● TASK REQUIREMENTS
Return all lines below containing the word "hand".
-=-=-=-=-
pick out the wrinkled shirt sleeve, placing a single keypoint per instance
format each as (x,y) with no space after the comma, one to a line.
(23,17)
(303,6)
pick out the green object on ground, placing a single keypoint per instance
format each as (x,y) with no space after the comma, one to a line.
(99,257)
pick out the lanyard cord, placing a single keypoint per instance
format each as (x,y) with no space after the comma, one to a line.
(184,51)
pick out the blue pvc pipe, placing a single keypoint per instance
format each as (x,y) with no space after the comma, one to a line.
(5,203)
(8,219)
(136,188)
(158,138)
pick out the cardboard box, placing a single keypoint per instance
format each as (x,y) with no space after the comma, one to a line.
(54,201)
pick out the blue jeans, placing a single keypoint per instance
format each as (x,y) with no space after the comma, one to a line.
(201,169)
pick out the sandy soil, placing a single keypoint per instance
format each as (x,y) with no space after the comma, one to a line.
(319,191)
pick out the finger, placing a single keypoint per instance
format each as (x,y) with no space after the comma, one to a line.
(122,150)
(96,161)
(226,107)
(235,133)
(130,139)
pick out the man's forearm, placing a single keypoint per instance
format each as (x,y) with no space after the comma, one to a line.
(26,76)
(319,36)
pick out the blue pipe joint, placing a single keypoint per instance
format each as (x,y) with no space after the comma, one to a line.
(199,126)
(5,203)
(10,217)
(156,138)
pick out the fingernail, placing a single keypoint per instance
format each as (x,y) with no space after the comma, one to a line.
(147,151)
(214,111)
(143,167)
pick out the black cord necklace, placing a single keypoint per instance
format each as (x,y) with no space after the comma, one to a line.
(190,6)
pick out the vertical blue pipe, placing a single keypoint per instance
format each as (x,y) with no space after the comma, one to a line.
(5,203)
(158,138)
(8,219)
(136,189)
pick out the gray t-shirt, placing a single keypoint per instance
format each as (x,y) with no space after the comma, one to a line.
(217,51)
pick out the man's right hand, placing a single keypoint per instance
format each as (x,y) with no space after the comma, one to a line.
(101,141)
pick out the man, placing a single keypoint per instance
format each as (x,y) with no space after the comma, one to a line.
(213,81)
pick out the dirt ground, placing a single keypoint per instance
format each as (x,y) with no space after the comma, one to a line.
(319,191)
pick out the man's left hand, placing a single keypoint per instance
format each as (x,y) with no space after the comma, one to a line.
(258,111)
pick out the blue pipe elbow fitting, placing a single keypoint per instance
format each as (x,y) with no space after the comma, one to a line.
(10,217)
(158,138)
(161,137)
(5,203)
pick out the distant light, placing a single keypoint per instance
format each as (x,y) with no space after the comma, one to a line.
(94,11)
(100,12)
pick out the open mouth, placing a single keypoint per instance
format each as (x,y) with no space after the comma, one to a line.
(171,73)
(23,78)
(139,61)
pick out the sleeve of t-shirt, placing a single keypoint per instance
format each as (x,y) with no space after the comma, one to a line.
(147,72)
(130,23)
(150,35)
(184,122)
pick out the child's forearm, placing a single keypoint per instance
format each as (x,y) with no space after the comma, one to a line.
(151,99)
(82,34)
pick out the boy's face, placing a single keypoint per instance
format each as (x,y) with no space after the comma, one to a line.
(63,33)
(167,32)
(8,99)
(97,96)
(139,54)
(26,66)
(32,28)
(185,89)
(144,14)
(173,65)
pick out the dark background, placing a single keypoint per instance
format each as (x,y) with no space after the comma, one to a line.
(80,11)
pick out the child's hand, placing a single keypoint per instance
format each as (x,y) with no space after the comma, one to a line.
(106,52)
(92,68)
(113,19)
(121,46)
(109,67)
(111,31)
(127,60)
-=-=-=-=-
● RESPONSE TO THIS EXERCISE
pick out the man's right hand, placing a single keypoint per instance
pick out the man's left hand, placing a single keypoint per instance
pick out the child's hand, placing a single keypoint per instance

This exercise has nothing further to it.